**GIVEN RECORDS:**
-=-=-

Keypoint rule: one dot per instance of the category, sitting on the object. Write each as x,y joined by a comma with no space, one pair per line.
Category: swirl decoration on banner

-=-=-

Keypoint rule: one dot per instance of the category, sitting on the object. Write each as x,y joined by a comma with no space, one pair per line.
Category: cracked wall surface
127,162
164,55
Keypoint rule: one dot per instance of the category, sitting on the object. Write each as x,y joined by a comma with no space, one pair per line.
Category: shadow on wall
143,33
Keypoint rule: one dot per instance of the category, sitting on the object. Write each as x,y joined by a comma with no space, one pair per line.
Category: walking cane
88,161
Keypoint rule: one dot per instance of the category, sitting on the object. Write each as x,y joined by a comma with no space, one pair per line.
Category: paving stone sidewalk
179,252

-=-=-

**WHAT THE TASK REQUIRES:** Return each line of the records that contains the string "wall", copied without change. Treat the match as case-sensitive.

**TASK RESULT:**
Category: cracked wall surface
Category: shadow on wall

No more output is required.